> Exercise objective: Rewrite the part of the entries that opens with their first line and closes with the line containing "0,33,1092,1092", both ends included and requests kept. Multiply each bounding-box coordinate in the answers by 1.2, rounding to whole numbers with halves rounded up.

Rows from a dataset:
○ ○ ○

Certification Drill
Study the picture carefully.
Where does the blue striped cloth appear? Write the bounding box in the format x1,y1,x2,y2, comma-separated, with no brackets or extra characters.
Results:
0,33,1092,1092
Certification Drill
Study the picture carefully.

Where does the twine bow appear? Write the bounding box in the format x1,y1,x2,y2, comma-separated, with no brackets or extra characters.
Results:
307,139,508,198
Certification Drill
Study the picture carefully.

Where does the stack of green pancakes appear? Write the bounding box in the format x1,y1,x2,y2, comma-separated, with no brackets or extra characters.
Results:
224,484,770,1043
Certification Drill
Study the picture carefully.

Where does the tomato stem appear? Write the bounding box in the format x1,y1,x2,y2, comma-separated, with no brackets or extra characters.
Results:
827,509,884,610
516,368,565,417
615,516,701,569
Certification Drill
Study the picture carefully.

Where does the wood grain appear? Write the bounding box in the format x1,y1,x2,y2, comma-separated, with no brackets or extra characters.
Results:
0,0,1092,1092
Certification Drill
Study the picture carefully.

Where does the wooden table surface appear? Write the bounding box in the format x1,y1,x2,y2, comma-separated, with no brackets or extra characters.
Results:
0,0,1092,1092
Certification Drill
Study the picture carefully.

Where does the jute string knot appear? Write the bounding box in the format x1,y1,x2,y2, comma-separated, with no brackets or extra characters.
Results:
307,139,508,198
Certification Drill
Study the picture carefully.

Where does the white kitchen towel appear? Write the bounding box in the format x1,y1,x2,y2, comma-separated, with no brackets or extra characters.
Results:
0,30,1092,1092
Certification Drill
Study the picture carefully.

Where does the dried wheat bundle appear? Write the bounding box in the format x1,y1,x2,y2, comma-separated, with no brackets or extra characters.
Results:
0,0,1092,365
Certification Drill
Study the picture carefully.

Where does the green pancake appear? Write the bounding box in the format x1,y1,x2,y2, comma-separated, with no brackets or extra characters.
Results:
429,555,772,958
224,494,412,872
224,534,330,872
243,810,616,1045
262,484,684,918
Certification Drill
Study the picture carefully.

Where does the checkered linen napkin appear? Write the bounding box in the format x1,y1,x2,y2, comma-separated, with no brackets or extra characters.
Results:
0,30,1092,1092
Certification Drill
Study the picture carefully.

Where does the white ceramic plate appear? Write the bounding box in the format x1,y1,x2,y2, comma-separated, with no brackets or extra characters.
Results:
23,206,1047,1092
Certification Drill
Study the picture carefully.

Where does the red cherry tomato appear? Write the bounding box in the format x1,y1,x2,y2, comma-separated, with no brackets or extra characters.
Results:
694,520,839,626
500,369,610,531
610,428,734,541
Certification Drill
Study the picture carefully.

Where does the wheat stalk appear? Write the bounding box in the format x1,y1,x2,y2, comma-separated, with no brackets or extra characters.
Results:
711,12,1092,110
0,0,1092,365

○ ○ ○

> Result of the exercise:
Certification Drill
Study the picture carefully.
Where does the blue striped cloth appear? Write the bounding box in the format x1,y1,x2,y2, comma-separated, with no brackets or extra characters.
Results:
0,40,1310,1310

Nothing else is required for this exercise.